Request:
In the material below, quote word for word the lines that start with the one containing "target: lamp post" and run through the one containing "POLYGON ((592 1090, 592", both of those lines included.
--- Begin Entries shown ---
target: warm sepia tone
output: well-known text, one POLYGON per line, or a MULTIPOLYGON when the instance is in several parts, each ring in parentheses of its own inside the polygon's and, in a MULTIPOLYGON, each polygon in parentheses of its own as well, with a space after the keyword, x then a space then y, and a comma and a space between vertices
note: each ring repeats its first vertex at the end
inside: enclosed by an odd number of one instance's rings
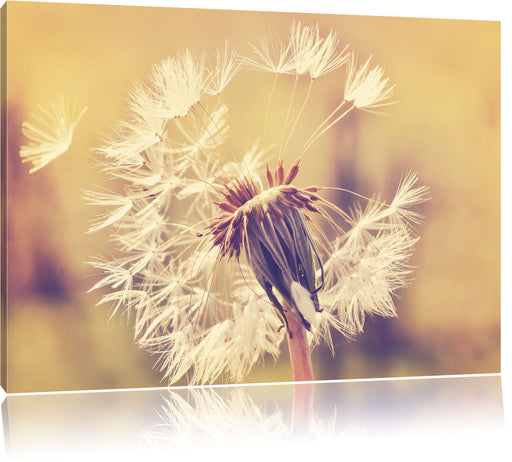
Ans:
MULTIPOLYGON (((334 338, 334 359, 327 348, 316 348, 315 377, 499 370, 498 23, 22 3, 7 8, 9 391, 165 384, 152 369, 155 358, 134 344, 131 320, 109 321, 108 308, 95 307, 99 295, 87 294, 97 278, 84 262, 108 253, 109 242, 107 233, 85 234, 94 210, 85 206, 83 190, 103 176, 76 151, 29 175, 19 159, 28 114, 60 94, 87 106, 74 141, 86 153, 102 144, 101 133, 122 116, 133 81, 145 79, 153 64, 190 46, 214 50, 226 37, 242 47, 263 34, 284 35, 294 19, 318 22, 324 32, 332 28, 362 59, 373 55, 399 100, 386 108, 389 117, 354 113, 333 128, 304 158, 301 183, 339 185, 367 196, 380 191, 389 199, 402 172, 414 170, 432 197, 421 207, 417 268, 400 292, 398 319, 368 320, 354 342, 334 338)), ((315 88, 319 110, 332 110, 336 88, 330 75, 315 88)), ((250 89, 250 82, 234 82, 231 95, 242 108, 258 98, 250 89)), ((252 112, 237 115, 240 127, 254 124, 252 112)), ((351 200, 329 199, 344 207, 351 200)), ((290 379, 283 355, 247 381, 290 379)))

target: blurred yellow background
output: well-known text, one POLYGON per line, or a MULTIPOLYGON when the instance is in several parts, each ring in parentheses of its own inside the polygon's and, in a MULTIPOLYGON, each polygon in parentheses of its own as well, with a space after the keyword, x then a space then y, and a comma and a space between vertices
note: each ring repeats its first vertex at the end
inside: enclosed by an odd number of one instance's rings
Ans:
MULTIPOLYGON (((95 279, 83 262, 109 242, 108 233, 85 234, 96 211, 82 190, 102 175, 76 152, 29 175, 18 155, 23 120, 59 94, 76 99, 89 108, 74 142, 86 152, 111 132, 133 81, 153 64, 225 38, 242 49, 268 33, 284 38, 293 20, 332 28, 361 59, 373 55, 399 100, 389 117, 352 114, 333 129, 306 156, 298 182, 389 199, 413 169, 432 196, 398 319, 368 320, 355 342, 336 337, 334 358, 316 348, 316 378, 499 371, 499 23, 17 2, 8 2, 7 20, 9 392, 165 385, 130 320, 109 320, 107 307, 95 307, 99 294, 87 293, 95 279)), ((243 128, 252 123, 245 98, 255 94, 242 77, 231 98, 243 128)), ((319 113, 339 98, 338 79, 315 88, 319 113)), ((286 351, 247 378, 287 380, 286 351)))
--- End Entries shown ---
--- Begin Entries shown ---
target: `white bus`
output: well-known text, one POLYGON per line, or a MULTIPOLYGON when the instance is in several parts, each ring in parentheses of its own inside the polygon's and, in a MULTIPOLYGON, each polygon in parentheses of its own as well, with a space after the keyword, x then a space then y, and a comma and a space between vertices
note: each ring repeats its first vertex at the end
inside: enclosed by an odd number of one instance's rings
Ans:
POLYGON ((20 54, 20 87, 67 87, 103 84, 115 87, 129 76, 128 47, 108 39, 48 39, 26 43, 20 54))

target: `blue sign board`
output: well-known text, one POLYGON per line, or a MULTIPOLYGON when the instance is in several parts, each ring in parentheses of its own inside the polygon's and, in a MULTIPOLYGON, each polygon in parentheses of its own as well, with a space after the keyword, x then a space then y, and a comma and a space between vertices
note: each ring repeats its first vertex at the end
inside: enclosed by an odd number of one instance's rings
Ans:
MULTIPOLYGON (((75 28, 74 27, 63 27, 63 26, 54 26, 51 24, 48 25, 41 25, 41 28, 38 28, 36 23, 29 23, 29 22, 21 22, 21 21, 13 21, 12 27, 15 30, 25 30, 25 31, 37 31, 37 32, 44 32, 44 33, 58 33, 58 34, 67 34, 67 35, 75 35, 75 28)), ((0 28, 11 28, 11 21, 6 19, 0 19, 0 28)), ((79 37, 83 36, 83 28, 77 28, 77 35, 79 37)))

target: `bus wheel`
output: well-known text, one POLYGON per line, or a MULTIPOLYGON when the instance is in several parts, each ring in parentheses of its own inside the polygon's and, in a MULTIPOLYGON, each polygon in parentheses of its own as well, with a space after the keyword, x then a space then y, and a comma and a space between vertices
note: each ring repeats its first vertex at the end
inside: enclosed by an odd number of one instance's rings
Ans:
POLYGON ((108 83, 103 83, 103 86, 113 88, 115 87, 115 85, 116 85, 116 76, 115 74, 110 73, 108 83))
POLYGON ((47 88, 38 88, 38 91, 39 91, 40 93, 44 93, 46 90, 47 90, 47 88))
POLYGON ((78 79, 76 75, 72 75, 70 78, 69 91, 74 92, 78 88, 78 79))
--- End Entries shown ---
--- Begin Entries shown ---
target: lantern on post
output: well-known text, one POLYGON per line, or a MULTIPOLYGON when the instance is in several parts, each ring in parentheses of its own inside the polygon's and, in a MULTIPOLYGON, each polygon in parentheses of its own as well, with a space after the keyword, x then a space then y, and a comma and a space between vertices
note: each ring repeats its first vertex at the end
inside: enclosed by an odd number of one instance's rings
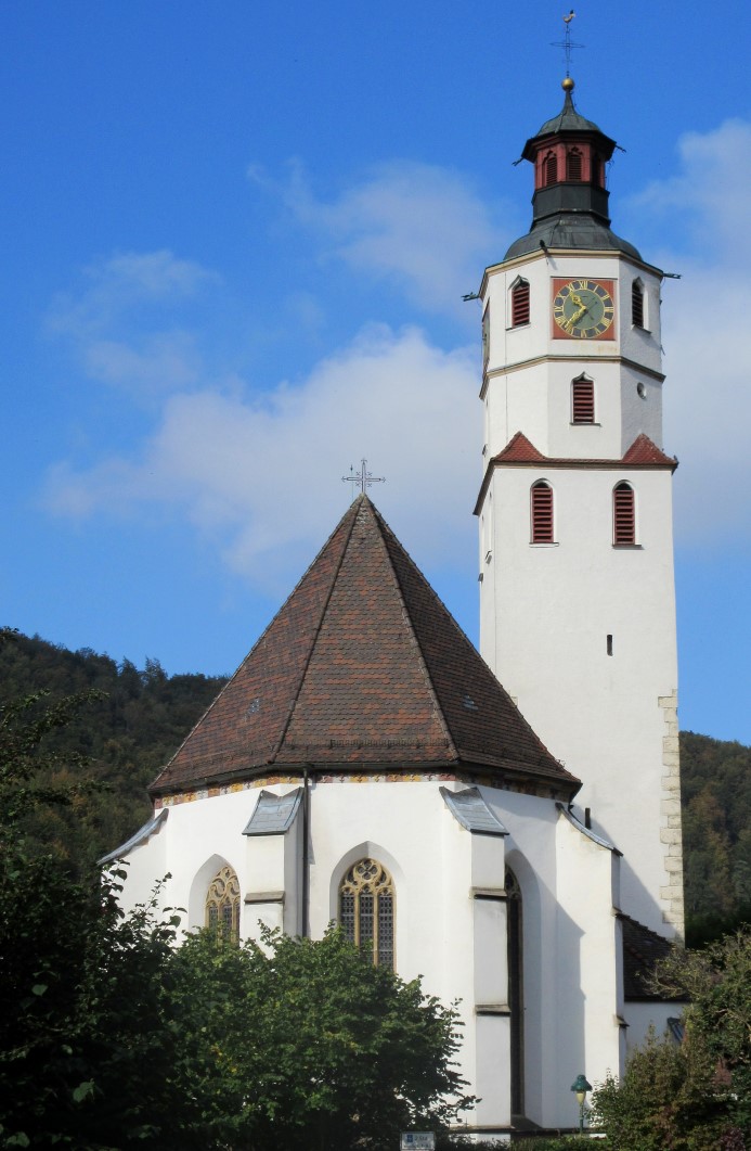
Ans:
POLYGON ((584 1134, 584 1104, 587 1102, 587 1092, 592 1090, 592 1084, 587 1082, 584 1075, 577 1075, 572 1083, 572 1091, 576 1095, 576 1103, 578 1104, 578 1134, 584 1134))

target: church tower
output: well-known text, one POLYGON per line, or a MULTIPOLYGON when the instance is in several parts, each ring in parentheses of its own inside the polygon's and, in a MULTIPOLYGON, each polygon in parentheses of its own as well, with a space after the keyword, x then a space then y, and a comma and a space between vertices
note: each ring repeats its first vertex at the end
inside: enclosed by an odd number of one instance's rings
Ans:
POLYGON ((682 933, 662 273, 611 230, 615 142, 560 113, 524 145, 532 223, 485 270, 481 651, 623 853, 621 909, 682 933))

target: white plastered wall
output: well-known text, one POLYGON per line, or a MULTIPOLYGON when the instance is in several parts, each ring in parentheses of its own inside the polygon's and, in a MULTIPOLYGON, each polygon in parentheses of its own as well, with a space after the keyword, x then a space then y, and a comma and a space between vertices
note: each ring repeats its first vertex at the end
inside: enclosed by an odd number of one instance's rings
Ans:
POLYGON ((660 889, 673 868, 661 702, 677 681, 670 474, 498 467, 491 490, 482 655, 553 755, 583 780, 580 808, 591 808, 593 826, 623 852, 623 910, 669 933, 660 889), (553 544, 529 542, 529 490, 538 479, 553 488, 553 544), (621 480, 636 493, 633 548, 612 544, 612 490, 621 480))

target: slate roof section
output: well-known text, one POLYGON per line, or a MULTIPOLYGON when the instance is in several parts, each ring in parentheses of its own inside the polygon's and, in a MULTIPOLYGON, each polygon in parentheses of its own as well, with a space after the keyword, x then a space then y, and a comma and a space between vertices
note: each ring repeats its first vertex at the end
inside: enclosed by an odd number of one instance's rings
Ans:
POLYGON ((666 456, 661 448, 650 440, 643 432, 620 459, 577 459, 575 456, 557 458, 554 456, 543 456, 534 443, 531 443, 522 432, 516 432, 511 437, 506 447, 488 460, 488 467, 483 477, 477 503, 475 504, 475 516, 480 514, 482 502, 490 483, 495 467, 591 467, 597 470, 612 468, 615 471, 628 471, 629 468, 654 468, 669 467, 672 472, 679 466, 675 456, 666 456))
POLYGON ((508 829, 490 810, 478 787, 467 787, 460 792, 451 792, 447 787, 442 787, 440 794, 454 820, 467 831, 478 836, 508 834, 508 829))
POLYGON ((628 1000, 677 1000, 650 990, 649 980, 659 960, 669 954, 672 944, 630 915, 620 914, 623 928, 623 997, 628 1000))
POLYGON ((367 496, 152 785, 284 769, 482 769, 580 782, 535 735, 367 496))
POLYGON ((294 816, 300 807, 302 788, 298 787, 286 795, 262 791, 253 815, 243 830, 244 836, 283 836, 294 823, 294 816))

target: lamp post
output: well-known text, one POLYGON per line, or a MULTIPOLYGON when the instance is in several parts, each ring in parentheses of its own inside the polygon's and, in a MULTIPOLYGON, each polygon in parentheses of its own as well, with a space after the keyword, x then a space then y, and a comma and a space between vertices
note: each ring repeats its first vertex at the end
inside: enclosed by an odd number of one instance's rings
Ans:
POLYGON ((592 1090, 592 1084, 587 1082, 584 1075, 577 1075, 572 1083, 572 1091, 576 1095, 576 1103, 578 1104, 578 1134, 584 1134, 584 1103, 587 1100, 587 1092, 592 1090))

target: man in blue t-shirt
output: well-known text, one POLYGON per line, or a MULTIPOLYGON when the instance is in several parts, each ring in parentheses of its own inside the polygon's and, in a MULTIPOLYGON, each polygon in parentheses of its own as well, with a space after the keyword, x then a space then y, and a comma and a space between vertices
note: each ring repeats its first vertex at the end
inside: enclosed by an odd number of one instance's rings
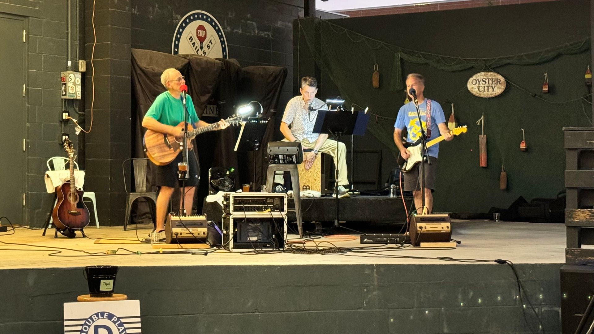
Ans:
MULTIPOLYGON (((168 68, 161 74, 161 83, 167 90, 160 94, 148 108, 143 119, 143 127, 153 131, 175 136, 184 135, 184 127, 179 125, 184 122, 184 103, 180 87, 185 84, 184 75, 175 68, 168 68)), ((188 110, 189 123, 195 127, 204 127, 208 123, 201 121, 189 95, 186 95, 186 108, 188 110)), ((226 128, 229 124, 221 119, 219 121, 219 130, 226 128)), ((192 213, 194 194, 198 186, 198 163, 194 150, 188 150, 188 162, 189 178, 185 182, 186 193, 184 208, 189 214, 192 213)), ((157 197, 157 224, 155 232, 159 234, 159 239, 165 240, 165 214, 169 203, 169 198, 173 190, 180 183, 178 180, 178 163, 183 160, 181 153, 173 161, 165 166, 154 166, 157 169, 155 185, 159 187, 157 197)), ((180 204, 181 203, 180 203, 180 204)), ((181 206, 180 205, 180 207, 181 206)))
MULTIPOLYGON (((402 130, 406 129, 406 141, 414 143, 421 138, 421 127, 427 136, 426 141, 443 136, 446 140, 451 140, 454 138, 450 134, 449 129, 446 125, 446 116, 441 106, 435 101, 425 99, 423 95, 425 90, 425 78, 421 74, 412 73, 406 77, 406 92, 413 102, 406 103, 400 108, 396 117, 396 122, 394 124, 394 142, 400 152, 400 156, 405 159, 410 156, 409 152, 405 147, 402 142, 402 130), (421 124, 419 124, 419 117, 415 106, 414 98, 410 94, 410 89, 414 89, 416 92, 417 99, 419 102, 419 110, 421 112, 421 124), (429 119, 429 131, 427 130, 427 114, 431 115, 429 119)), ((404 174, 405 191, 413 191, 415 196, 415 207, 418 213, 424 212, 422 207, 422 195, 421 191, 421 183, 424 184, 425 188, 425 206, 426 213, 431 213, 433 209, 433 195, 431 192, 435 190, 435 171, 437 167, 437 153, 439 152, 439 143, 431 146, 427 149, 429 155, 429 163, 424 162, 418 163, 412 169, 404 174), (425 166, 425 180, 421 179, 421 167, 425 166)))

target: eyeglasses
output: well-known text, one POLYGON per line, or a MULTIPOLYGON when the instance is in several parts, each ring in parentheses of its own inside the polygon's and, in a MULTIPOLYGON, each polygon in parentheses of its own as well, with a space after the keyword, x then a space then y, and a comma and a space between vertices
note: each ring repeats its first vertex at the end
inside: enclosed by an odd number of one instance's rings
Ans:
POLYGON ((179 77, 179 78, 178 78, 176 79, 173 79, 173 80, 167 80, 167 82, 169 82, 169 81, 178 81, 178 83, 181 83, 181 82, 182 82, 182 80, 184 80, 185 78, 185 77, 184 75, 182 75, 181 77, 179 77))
--- End Entries shown ---
Solved problem:
target: lamp post
output: well-known text, one POLYGON per line, or a MULTIPOLYGON when the instance is in several parts, each ring in parentheses of its own inside the polygon's and, in a MULTIPOLYGON, each polygon in parentheses of its own as well, with a space after the keyword, x then a space then y, and a comma and a space between vertices
note: each ring repeats its first vertex at the end
inside: enclosed by an odd number of one instance's rings
Ans:
POLYGON ((592 1090, 592 1084, 587 1082, 584 1075, 577 1075, 572 1083, 572 1091, 576 1095, 576 1103, 578 1104, 578 1134, 584 1134, 584 1103, 587 1100, 587 1092, 592 1090))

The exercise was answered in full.